- DO THIS -
Render each line of the material below as a JSON list of strings, one string per line, with blank lines left out.

- MATERIAL SUPPLIED -
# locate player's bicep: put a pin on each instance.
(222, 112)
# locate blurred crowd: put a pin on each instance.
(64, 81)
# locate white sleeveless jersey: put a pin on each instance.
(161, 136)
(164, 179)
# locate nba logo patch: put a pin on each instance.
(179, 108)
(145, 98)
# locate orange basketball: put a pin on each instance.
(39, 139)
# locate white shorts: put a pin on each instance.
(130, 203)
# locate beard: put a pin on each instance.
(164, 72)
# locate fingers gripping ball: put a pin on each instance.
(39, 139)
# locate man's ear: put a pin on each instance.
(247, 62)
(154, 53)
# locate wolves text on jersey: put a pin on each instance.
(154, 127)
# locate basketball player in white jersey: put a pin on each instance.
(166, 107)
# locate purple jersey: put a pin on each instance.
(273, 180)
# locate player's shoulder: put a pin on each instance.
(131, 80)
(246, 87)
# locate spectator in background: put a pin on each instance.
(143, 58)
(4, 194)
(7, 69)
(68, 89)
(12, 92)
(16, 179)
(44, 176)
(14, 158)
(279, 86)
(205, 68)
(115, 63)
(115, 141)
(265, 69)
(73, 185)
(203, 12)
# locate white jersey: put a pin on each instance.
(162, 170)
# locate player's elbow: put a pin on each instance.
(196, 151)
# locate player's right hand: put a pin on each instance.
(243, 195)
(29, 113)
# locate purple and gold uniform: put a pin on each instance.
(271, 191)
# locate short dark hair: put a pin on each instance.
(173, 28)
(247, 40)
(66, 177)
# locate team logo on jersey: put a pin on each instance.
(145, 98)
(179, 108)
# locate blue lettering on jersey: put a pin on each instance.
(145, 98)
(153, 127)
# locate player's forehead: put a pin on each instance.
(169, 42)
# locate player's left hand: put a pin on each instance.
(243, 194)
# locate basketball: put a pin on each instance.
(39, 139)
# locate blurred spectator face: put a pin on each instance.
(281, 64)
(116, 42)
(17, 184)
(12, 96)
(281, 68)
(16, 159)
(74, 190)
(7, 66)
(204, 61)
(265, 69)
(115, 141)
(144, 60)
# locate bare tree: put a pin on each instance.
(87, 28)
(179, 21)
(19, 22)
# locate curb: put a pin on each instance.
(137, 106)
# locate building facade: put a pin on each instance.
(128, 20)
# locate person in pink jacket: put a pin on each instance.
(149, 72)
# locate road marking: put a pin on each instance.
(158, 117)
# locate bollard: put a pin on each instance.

- TASK ANSWER -
[
  "# locate player's bicep: put a pin on each instance.",
  "(222, 112)",
  "# locate blurred crowd: put a pin on each instance.",
  "(64, 81)",
  "# locate white sleeveless jersey: put a pin on each instance.",
  "(161, 136)",
  "(164, 179)",
  "# locate nba logo patch: put a pin on each instance.",
  "(179, 108)",
  "(145, 98)",
  "# locate orange basketball: put a pin on each instance.",
  "(39, 139)",
  "# locate white shorts: put a pin on each instance.",
  "(130, 203)",
  "# locate beard: put a pin on each instance.",
  "(164, 72)",
  "# locate fingers gripping ball: put a pin on each instance.",
  "(39, 139)",
  "# locate man's ear: put a pin on each instance.",
  "(247, 62)",
  "(154, 53)",
  "# locate wolves text on jersey: put a pin on each instance.",
  "(154, 127)",
  "# locate basketball player in white jersey: put a pin on each instance.",
  "(166, 107)",
  "# locate purple jersey: put a pin on each instance.",
  "(273, 180)",
  "# locate player's shoulder: put a pin on each instance.",
  "(131, 80)",
  "(246, 87)",
  "# locate spectator in background: put a pin on each instance.",
  "(143, 58)",
  "(4, 194)",
  "(7, 69)",
  "(68, 89)",
  "(12, 92)",
  "(16, 179)",
  "(44, 176)",
  "(14, 158)",
  "(279, 86)",
  "(205, 68)",
  "(115, 63)",
  "(115, 141)",
  "(265, 69)",
  "(73, 185)",
  "(203, 12)",
  "# locate white jersey: put a pin on each instance.",
  "(162, 170)",
  "# locate player's elbow: put a pin on each instance.",
  "(196, 151)",
  "# locate player's right hand: put a pin on each instance.",
  "(243, 195)",
  "(29, 113)",
  "# locate purple and gold uniform: put a pin on each instance.",
  "(271, 191)",
  "# locate short dark hair: put a pin on each instance.",
  "(173, 28)",
  "(247, 40)",
  "(66, 177)",
  "# locate team logo on jersey: put a pin on each instance.",
  "(145, 98)",
  "(179, 108)",
  "# locate blue lettering on jersey: put a pin on each instance.",
  "(145, 98)",
  "(153, 127)",
  "# locate player's forehead: put a pin on each instance.",
  "(169, 42)",
  "# locate player's left hand: put a pin on each instance.",
  "(243, 194)",
  "# locate basketball: put a pin on each instance.",
  "(39, 139)",
  "# locate blurred spectator face: put a pin on each instance.",
  "(281, 64)",
  "(116, 42)",
  "(17, 184)",
  "(12, 96)",
  "(281, 68)",
  "(16, 159)",
  "(74, 190)",
  "(7, 66)",
  "(204, 61)",
  "(265, 69)",
  "(115, 141)",
  "(144, 60)",
  "# locate bare tree: put a pin on each instance.",
  "(87, 28)",
  "(179, 21)",
  "(19, 22)",
  "# locate curb: put a pin on each instance.",
  "(137, 106)",
  "# locate building facade: put a pin on each instance.",
  "(128, 20)",
  "# locate person in pink jacket: put a pin on each instance.",
  "(149, 72)",
  "# locate road marking: put a pin on each instance.",
  "(158, 117)",
  "# locate bollard: put a pin on each instance."
]